_Objective 1_
Write out the passage of the DDR SDRAM text from "This application note" to "summarizes the results.".
_Objective 2_
According to the DDR SDRAM text, when was DDR SDRAM approved as a JEDEC standard?

━━ Source excerpt ━━

With microprocessors getting faster every year, memory architectures must also improve to enhance overall system performance. DDR SDRAM and Direct RAMBUS DRAM (RDRAM) are the top two contenders for this next generation of SDRAM.

The main advantage of DDR SDRAMs over RDRAMs is the use of the basic system infrastructure developed for PC-100. This eliminates the numerous design changes required by different "packet" protocols. DDR SDRAM was approved as a Joint Electron Device Engineering Council (JEDEC) standard in February, 1998, and is currently supported by most major SDRAM vendors.

This application note describes the DDR SDRAM controller design implemented in a Virtex-II device. The first section briefly reviews the DDR SDRAM basics. The following section describes the SDRAM controller in detail. The final section summarizes the results.

# DDR SDRAM Review

The DDR SDRAM is an enhancement to the traditional synchronous DRAM. It supports data transfers on both edges of each clock cycle, effectively doubling the data throughput of the memory device.

The DDR SDRAM operates with a differential clock: CLK and  $\overline{\text{CLK}}$  (the crossing of CLK going High and  $\overline{\text{CLK}}$  going Low will be considered as the positive edge of the CLK). Commands (address and control signals) are registered at every CLK positive edge. Input data is registered on both edges of the DQS (data strobe), and output data is referenced to both edges of DQS, as well as to both edges of CLK.

A bidirectional data strobe is transmitted by the DDR SDRAM during reads and by the memory controller during writes. DQS is edge-aligned with data for reads, and center-aligned with data for writes.

Read and write accesses to the DDR SDRAM are burst oriented; accesses start at a selected location and continue for a programmed number of locations in a programmed sequence. Accesses begin with the registration of an ACTIVE command, which is then followed by a READ or WRITE command. The address bits registered coincident with the Active command are used to select the bank and row to be accessed. The address bits registered coincident with the READ or WRITE command are used to select the bank and the starting column location for the burst access.

━━━
━━ Listed records ━━

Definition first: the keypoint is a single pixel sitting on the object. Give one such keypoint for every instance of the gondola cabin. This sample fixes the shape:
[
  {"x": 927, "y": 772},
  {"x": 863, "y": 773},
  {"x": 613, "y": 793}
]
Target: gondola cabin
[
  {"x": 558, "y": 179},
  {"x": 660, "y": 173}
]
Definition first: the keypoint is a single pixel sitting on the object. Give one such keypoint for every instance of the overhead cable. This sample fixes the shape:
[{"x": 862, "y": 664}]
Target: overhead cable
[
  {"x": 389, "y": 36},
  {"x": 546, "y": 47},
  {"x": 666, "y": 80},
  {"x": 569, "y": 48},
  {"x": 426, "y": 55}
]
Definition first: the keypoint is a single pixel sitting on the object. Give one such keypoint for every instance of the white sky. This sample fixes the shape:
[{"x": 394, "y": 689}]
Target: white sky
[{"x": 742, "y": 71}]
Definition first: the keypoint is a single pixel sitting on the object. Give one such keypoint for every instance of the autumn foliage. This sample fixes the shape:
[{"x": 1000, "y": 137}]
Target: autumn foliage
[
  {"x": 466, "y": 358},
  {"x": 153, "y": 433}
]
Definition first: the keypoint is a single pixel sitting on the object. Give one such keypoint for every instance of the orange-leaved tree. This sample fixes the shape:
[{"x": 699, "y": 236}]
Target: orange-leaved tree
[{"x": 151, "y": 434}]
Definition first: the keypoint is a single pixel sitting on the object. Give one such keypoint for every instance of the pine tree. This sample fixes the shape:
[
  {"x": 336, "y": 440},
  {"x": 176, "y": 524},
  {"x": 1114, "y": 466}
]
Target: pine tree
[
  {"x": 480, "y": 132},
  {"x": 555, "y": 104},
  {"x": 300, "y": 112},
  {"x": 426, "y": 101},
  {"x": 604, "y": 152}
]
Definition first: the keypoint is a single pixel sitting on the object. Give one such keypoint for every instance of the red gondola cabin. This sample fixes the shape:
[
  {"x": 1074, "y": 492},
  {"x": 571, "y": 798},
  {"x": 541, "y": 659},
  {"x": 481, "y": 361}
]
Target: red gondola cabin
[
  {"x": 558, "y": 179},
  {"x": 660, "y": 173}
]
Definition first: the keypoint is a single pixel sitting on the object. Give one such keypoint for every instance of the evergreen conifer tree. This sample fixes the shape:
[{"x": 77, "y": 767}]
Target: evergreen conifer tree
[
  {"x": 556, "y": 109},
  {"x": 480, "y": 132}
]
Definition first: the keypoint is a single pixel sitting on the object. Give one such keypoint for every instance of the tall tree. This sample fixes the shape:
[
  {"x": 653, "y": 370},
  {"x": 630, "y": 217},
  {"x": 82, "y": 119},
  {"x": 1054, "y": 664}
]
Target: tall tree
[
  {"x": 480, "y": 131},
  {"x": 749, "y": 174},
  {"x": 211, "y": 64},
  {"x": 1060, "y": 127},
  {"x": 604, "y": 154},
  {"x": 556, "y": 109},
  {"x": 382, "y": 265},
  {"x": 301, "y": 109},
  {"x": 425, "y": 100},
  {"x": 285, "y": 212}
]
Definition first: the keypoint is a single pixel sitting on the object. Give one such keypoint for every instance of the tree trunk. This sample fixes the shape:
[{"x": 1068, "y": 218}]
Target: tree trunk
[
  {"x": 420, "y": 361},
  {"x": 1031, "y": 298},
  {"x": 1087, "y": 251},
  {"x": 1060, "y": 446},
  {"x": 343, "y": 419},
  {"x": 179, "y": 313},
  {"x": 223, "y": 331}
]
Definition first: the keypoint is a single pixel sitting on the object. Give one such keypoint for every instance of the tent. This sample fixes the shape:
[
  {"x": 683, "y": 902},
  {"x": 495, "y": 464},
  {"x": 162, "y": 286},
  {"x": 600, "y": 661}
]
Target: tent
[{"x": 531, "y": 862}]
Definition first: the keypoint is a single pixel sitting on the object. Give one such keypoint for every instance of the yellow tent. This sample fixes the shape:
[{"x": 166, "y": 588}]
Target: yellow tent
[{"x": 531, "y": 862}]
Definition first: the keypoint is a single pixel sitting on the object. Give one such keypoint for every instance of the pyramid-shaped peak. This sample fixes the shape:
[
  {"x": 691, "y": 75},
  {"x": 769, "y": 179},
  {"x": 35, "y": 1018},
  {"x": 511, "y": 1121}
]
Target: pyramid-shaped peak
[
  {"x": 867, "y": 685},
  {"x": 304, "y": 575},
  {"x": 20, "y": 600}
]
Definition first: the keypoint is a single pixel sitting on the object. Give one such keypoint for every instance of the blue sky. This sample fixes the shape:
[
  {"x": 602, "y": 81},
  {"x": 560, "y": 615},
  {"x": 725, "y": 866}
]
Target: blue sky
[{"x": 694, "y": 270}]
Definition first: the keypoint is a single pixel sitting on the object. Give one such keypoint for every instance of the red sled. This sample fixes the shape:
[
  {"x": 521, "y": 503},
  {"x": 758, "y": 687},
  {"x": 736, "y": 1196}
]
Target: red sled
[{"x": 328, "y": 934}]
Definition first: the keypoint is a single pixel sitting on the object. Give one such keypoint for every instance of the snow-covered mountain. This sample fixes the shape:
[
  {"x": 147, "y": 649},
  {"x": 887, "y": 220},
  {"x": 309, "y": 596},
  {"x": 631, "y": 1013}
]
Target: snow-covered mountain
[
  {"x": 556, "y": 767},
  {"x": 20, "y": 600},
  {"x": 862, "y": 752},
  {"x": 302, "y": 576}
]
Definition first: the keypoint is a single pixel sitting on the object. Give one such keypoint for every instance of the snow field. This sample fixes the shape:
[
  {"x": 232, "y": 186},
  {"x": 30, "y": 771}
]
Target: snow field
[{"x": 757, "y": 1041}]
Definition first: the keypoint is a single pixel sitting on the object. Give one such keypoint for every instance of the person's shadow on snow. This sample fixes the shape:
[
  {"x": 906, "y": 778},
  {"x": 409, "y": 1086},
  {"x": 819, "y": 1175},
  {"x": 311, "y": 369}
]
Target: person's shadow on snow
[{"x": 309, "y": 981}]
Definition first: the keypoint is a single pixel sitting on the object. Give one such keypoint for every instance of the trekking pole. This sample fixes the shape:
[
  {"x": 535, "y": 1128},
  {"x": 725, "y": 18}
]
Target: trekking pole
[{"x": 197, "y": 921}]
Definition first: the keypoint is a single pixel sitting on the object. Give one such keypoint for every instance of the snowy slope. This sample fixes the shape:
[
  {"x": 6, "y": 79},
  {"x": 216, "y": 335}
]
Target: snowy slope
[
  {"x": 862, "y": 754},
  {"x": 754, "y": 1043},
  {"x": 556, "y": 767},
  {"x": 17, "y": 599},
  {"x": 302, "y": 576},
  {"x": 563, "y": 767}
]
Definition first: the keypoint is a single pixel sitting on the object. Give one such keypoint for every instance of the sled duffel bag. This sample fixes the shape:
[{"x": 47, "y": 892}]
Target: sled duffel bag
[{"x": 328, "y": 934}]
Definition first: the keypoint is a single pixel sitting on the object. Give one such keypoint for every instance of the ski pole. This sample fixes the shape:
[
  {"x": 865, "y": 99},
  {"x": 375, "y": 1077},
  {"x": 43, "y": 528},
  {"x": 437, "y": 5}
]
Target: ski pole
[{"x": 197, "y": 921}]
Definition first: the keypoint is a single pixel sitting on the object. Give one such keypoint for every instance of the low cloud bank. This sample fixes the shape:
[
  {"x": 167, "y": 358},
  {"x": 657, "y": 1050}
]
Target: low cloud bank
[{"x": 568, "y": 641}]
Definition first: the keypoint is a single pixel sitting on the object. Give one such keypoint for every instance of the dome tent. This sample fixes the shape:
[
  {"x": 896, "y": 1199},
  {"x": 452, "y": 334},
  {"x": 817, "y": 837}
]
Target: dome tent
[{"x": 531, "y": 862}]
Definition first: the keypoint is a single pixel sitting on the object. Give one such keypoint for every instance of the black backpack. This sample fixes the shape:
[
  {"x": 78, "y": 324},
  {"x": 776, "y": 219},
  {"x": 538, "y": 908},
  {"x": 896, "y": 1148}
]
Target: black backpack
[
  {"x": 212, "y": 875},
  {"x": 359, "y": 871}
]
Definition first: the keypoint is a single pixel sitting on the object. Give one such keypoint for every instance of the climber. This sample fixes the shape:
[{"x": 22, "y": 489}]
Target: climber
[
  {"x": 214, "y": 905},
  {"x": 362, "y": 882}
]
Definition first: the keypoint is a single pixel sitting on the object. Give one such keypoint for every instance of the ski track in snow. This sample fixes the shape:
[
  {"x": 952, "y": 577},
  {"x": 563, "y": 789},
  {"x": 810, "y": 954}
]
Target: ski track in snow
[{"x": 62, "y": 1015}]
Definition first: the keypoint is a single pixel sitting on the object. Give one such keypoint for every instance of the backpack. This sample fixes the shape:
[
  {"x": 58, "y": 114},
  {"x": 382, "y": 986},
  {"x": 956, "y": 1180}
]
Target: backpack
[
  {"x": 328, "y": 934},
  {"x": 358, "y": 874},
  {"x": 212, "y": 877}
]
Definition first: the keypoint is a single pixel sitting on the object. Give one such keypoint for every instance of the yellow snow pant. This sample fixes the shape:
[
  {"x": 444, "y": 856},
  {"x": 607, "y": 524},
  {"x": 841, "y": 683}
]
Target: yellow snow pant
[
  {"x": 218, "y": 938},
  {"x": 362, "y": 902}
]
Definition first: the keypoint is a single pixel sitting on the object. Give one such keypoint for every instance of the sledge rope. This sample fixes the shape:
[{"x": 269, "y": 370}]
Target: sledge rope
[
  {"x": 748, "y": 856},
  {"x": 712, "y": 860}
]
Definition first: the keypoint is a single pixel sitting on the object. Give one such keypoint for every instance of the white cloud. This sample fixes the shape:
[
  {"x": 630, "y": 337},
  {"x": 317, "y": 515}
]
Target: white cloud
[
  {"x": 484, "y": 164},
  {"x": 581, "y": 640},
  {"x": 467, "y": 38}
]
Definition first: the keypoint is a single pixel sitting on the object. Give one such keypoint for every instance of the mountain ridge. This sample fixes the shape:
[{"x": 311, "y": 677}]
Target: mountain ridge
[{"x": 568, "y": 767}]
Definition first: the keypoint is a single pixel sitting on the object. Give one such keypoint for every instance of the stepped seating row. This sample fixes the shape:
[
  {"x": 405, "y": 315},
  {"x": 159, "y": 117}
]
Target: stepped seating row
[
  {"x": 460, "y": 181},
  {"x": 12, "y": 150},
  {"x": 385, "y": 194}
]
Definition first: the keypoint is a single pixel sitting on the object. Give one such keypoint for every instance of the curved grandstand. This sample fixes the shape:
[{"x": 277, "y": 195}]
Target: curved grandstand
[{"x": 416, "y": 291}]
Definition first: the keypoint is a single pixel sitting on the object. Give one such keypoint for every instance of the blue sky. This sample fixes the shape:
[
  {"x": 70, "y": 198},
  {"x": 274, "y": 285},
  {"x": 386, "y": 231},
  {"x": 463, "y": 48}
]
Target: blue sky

━━━

_Solution 1_
This application note describes the DDR SDRAM controller design implemented in a Virtex-II device. The first section briefly reviews the DDR SDRAM basics. The following section describes the SDRAM controller in detail. The final section summarizes the results.

_Solution 2_
February 1998.